Work instructions >> Provide the records once more, identical to the original.
---*---
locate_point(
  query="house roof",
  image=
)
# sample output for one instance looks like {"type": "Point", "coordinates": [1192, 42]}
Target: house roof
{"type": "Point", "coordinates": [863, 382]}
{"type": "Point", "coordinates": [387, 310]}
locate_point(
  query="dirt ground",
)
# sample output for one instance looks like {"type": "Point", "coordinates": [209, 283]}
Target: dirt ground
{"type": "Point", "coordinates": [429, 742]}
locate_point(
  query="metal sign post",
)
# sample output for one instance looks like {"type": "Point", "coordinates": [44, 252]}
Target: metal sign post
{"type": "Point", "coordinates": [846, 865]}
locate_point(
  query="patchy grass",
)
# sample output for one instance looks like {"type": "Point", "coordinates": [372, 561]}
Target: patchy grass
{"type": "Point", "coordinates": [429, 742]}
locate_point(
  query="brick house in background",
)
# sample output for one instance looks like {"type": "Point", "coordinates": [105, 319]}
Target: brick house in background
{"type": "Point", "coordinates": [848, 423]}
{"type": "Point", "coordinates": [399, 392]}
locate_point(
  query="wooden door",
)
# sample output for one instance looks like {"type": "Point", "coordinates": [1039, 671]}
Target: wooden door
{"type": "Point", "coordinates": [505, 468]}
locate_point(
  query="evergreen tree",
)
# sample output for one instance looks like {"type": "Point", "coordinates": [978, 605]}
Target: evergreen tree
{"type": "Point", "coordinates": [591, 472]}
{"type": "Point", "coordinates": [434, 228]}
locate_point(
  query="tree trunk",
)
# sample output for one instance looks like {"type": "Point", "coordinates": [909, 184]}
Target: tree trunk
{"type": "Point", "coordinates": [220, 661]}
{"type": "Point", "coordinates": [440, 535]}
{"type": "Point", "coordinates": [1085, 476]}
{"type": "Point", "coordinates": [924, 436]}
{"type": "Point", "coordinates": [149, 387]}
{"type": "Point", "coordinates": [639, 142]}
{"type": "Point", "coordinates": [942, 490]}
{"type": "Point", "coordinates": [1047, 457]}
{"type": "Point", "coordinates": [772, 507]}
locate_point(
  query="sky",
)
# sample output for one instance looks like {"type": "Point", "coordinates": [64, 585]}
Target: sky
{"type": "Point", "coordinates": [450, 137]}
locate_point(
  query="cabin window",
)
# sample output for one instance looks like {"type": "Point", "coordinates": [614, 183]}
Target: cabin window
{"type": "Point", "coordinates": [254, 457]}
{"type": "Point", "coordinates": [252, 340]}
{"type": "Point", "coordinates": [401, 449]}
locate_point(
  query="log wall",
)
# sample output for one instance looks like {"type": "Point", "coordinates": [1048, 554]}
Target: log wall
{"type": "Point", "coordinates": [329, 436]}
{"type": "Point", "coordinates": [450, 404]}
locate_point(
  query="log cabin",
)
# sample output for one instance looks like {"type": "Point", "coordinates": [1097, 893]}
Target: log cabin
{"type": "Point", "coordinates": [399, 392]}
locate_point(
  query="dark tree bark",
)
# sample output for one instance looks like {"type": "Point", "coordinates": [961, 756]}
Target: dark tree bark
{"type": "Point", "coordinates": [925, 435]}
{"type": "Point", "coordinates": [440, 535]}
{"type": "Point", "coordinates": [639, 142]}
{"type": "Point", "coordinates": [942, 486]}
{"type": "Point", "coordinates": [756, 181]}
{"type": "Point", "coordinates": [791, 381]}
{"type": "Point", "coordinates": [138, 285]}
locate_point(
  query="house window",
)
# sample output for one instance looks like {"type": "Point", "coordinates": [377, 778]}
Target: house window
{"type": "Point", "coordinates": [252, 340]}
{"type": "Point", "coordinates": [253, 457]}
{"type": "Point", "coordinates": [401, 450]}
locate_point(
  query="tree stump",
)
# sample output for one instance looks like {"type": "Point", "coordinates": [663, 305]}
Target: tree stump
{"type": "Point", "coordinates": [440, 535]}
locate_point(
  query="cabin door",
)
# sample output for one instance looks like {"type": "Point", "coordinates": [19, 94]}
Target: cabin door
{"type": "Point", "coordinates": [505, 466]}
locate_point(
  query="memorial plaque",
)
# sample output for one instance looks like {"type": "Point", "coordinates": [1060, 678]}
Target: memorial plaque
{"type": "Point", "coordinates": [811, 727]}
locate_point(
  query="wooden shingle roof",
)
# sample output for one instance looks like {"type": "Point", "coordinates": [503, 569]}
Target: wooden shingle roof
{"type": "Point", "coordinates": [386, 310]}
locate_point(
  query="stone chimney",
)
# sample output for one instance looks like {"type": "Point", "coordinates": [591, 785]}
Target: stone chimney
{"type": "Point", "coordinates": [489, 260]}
---*---
Written response >>
locate_point(
  query="house roof",
  image=
)
# sample output for one instance looks like {"type": "Point", "coordinates": [1192, 42]}
Target: house roof
{"type": "Point", "coordinates": [863, 382]}
{"type": "Point", "coordinates": [387, 310]}
locate_point(
  query="dirt ground",
)
# sample output for one instance looks like {"type": "Point", "coordinates": [209, 283]}
Target: dirt ground
{"type": "Point", "coordinates": [429, 742]}
locate_point(
  query="metal sign post",
)
# sample output for one instance looks like {"type": "Point", "coordinates": [44, 252]}
Target: metal sign post
{"type": "Point", "coordinates": [846, 865]}
locate_point(
  query="patchy grass",
)
# sample output for one instance looks like {"type": "Point", "coordinates": [372, 561]}
Target: patchy grass
{"type": "Point", "coordinates": [429, 742]}
locate_point(
  query="brick house in background",
)
# sample output for one instance looks like {"type": "Point", "coordinates": [105, 319]}
Target: brick house in background
{"type": "Point", "coordinates": [848, 423]}
{"type": "Point", "coordinates": [399, 392]}
locate_point(
  query="wooden door",
)
# sample output for one instance looks like {"type": "Point", "coordinates": [1039, 671]}
Target: wooden door
{"type": "Point", "coordinates": [505, 468]}
locate_point(
  query="evergreen tree",
)
# sample output for one instance looks like {"type": "Point", "coordinates": [978, 605]}
Target: evergreen tree
{"type": "Point", "coordinates": [591, 472]}
{"type": "Point", "coordinates": [434, 228]}
locate_point(
  query="tree trunk",
)
# sample output for one instance looks like {"type": "Point", "coordinates": [909, 184]}
Target: tree trunk
{"type": "Point", "coordinates": [220, 661]}
{"type": "Point", "coordinates": [440, 535]}
{"type": "Point", "coordinates": [1085, 476]}
{"type": "Point", "coordinates": [924, 436]}
{"type": "Point", "coordinates": [149, 387]}
{"type": "Point", "coordinates": [639, 142]}
{"type": "Point", "coordinates": [942, 490]}
{"type": "Point", "coordinates": [1047, 457]}
{"type": "Point", "coordinates": [772, 507]}
locate_point(
  query="sky",
)
# sample output for one instance looks like {"type": "Point", "coordinates": [64, 585]}
Target: sky
{"type": "Point", "coordinates": [450, 137]}
locate_point(
  query="cabin window",
)
# sample output for one instance looks like {"type": "Point", "coordinates": [614, 183]}
Target: cabin window
{"type": "Point", "coordinates": [254, 457]}
{"type": "Point", "coordinates": [252, 340]}
{"type": "Point", "coordinates": [401, 449]}
locate_point(
  query="log wall",
)
# sample output for one instance looks like {"type": "Point", "coordinates": [1048, 554]}
Target: log wall
{"type": "Point", "coordinates": [329, 436]}
{"type": "Point", "coordinates": [450, 404]}
locate_point(
  query="log cabin",
)
# sample output for one instance looks like {"type": "Point", "coordinates": [1097, 893]}
Target: log cabin
{"type": "Point", "coordinates": [399, 392]}
locate_point(
  query="dark tree bark",
)
# sample output for one instance looks like {"type": "Point", "coordinates": [961, 756]}
Target: dark tree bark
{"type": "Point", "coordinates": [925, 435]}
{"type": "Point", "coordinates": [440, 535]}
{"type": "Point", "coordinates": [639, 142]}
{"type": "Point", "coordinates": [942, 486]}
{"type": "Point", "coordinates": [756, 181]}
{"type": "Point", "coordinates": [791, 381]}
{"type": "Point", "coordinates": [138, 285]}
locate_point(
  query="house window",
)
# sample output for one instance looks like {"type": "Point", "coordinates": [377, 778]}
Target: house window
{"type": "Point", "coordinates": [252, 340]}
{"type": "Point", "coordinates": [253, 457]}
{"type": "Point", "coordinates": [401, 450]}
locate_point(
  query="tree stump",
)
# sample output for one instance looks like {"type": "Point", "coordinates": [663, 305]}
Target: tree stump
{"type": "Point", "coordinates": [440, 535]}
locate_point(
  query="cabin door",
)
# sample output for one instance looks like {"type": "Point", "coordinates": [19, 94]}
Target: cabin door
{"type": "Point", "coordinates": [505, 466]}
locate_point(
  query="memorial plaque",
)
# sample output for one instance looks like {"type": "Point", "coordinates": [1060, 678]}
Target: memorial plaque
{"type": "Point", "coordinates": [811, 727]}
locate_point(
  query="wooden shingle roof",
)
# sample output for one instance looks like {"type": "Point", "coordinates": [503, 569]}
Target: wooden shingle roof
{"type": "Point", "coordinates": [386, 310]}
locate_point(
  query="stone chimney",
)
# sample output for one instance looks like {"type": "Point", "coordinates": [591, 785]}
Target: stone chimney
{"type": "Point", "coordinates": [489, 260]}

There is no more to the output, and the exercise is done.